— Do this —
Please copy the records below word for word, starting at the line that contains "Task: Q: Indicate the firewood" and continuing through the end of the records, with both ends included.
--- start ---
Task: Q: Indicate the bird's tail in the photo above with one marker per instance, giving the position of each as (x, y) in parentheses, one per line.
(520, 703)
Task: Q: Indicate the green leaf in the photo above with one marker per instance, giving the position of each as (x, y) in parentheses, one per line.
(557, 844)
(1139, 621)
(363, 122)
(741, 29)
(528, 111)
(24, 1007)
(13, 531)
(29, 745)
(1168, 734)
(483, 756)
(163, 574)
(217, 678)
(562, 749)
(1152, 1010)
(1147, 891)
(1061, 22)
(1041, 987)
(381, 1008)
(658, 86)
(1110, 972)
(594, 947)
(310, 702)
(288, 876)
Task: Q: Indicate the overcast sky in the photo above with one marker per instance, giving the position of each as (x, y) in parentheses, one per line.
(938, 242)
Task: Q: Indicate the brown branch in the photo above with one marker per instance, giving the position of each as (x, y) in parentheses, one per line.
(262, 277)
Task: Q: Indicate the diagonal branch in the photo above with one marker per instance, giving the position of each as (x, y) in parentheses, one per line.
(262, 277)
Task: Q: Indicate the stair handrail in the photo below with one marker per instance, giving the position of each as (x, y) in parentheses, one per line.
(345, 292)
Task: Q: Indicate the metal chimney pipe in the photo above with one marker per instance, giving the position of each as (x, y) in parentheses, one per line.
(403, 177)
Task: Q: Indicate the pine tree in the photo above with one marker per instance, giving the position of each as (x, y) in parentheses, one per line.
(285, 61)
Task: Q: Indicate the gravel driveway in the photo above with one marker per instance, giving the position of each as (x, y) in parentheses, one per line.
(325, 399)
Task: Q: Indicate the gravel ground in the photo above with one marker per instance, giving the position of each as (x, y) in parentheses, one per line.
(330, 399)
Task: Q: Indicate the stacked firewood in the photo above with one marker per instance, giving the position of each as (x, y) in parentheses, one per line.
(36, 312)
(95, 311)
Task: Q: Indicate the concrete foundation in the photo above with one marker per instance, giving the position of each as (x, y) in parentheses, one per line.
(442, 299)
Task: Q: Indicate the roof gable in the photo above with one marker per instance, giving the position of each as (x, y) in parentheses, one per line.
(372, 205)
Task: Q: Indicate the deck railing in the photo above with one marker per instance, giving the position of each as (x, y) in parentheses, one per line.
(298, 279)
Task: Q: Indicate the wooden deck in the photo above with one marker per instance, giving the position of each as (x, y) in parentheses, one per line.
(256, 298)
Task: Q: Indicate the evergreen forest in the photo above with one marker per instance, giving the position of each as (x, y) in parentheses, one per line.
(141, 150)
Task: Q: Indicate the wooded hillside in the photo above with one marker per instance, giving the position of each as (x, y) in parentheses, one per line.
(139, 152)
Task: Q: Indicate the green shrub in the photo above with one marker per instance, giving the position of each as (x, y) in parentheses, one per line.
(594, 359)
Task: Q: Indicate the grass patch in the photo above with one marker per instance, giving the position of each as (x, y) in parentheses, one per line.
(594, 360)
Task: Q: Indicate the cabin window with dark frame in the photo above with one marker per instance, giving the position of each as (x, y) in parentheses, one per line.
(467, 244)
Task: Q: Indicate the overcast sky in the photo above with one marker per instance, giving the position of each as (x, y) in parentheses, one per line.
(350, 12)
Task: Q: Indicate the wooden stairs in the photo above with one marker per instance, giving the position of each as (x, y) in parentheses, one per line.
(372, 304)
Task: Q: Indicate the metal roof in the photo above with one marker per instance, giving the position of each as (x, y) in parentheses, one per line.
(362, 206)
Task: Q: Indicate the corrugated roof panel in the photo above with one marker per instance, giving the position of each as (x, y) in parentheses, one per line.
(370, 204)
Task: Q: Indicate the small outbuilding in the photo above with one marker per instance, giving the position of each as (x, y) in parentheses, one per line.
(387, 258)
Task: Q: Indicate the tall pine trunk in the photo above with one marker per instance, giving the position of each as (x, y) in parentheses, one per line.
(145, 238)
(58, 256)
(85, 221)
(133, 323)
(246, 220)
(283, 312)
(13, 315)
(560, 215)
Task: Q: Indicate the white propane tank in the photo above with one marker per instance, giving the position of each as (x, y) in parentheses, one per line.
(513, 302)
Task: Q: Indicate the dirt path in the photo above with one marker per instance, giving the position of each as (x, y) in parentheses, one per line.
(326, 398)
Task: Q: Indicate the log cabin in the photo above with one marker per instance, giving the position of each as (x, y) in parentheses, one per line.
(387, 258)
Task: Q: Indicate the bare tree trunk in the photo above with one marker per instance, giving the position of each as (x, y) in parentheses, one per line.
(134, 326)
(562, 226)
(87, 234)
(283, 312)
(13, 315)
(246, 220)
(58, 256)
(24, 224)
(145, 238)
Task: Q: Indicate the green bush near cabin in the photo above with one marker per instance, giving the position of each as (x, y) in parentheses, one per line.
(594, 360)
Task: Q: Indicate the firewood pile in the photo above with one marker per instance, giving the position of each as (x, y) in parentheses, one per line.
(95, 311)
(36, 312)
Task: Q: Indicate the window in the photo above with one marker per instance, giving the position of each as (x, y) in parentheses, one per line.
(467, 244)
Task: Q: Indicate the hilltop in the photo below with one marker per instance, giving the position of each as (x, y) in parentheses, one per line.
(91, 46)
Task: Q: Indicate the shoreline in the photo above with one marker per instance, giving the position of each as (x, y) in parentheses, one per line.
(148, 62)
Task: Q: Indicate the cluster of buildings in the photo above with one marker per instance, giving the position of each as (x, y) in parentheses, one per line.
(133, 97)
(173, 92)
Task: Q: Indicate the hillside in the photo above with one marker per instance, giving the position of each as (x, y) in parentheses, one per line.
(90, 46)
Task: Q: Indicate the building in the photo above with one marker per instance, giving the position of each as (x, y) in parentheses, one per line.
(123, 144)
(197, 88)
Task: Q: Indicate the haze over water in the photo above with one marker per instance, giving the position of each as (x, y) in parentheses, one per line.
--- end ---
— Solution —
Task: Q: Indicate the firewood pile in the photo above with one marker per instance, giving the position of each as (x, y) in parentheses, one per line.
(95, 311)
(36, 312)
Task: Q: Indicate the window in the photo above with one marker per instance, giving the position of each as (x, y) in parentheses, one per line.
(467, 244)
Task: Q: Indicate the hilltop in the photo below with one marker per instance, giving the position of each as (x, y) in parentheses, one per line.
(91, 46)
Task: Q: Indicate the shoreline in the photo above with one marker per instance, giving the position of each as (x, y) in parentheses, one per line.
(148, 62)
Task: Q: Indicate the cluster of buildings in the photo above with one marker per instance, giving the position of each as (x, y) in parentheses, one per line.
(133, 97)
(173, 92)
Task: Q: Indicate the hillside in the photo above with one marker per instance, giving the position of each as (x, y) in parentheses, one per line.
(90, 46)
Task: Q: Indicate the building in the photo above with one marker per instance, giving the position of each as (x, y) in parentheses, one per line.
(123, 144)
(197, 88)
Task: Q: Indicate the haze over water in the photo above with one marker per instance, giving the position of each as (x, y) in parentheses, one per line.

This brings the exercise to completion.